Tasks:
A) The article on an AI alternative to the U.S. News medical school ranking describes a scenario that adds extra metrics. List all of those additional metrics.
B) Answer these questions from the article on an AI alternative to the U.S. News medical school ranking:
(i) Which branch of AI did Dr. Turner use to develop his algorithm?
(ii) How many allopathic medical schools did the 2023 U.S. News report rank?
(iii) In what shape does the tool display its tiered results?
C) In the article on an AI alternative to the U.S. News medical school ranking, condense the paragraph beginning "For example, a user can rank" into one or two sentences that keep its main facts.

Source document:
···

From the Journals

Resident creates AI alternative to U.S. News med school ranking


 

No prior judgments

To develop his algorithm, Dr. Turner used a branch of AI called “unsupervised learning.” It doesn’t make a prior judgment about what the data should look like, Dr. Turner explained.

“You’re just analyzing natural trends within the data.”

The algorithm tries to find and discover clusters or patterns within the data. “It’s like saying to the algorithm: ‘I want you to tell me what schools you think should be grouped together based on the data I feed you,’ which is the data that the user selects based on his or her personal preferences.”

U.S. News has been transparent about the metrics it uses, Dr. Turner notes. “When I started looking into how rankings are developed, I saw that there was transparency, and the reasoning for choosing the metrics used to develop the ranking was pretty sound,” he said.

“But I didn’t see any justification as to why they chose the particular metrics and weighted them in the way that they did.”

Dr. Turner extracted data from the 2023 U.S. News report, which ranked 109 allopathic medical schools, and applied several scenarios to the results to create his alternative ranking system.

In one scenario, he used the same research metrics used by U.S. News, such as a peer research assessment, median federal research activity per full-time faculty member, median GPA, median MCAT, acceptance rate, and faculty-student ratio.

In another scenario, he included four additional metrics: debt, in-state cost of attendance, USMLE Step 1 passing rate, and percentage of underrepresented students with minority race or ethnicity at the school.

For example, a user can rank the importance of the diversity of the class, amount of debt students expect to incur, and amount of research funding the medical school receives. After selecting those factors, the tool generates tiered results displayed in a circle, a shape chosen to avoid the appearance of the hierarchy associated with traditional rankings, Dr. Turner said.

“A prospective student might not care about acceptance rates and MCAT scores, and instead cares about diversity and debt,” Dr. Turner said. He looks forward to extending this approach to the ranking of colleges as well.

‘Imperfect measures’

“The model and interesting online tool that Dr. Turner created allows a premed [student] to generate custom rankings that are in line with their own priorities,” said Christopher Worsham, MD, MPH, a critical care physician in Mass General’s division of pulmonary and critical care medicine.

···

Given entries:
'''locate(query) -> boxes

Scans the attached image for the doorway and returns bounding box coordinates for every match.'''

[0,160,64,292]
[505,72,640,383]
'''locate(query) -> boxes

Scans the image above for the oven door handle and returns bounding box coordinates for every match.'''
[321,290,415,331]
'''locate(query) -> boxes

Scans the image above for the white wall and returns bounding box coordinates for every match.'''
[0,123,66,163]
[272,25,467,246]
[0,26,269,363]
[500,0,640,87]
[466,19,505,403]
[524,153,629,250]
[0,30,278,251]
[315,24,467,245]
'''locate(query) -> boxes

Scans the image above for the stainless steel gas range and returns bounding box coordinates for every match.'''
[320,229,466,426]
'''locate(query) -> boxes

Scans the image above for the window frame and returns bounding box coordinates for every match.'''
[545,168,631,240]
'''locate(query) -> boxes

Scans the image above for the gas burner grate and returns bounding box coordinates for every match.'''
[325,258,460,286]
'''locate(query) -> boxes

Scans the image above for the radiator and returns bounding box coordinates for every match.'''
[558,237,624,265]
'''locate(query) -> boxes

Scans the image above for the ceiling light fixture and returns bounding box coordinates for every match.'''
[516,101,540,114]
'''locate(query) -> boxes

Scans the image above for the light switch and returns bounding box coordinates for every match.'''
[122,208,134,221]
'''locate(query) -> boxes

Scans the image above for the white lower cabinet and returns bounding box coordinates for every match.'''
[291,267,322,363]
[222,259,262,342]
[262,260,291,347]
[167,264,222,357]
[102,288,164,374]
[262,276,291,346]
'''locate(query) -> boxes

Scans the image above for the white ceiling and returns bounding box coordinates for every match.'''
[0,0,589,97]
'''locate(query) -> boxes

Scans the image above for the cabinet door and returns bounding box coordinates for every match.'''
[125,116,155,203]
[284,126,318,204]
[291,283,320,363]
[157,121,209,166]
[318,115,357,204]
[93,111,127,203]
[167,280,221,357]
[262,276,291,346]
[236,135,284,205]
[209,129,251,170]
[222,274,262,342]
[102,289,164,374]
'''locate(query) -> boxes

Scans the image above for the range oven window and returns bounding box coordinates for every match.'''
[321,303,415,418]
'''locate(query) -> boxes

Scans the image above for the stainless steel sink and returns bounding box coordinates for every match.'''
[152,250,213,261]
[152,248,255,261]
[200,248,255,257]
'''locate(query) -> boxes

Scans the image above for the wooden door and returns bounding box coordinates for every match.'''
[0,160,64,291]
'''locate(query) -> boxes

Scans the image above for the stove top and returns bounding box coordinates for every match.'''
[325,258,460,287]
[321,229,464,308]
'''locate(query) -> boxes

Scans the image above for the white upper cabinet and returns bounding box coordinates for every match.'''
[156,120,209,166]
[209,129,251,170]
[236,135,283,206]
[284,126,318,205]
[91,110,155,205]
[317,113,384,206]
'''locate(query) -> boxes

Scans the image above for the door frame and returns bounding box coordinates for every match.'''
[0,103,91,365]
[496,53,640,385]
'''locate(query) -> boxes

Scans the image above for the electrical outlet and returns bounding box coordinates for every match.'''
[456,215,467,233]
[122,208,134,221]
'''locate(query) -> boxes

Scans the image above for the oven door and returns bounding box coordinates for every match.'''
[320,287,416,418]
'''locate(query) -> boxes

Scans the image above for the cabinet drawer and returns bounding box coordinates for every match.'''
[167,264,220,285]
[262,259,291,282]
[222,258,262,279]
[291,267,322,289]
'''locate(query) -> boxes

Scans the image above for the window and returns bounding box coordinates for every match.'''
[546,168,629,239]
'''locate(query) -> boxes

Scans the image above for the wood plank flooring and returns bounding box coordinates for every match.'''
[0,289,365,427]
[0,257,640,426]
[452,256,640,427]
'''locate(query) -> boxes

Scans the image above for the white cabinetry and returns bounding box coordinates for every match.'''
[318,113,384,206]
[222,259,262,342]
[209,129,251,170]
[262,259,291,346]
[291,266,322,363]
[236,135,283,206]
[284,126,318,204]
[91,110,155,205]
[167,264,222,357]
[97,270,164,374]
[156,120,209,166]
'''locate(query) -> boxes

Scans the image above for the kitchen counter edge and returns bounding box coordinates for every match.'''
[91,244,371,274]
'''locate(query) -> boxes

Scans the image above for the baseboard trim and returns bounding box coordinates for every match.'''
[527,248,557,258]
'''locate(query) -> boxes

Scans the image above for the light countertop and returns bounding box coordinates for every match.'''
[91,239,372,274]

···

Task results:
A)
- Debt
- In-state cost of attendance
- USMLE Step 1 passing rate
- Percentage of underrepresented students with minority race or ethnicity at the school

B)
(i) Unsupervised learning
(ii) 109
(iii) A circle

C) A user can rank how much factors such as class diversity, expected student debt and a school's research funding matter. The tool then generates tiered results in a circle, a shape Dr. Turner said was chosen to avoid the look of hierarchy found in traditional rankings.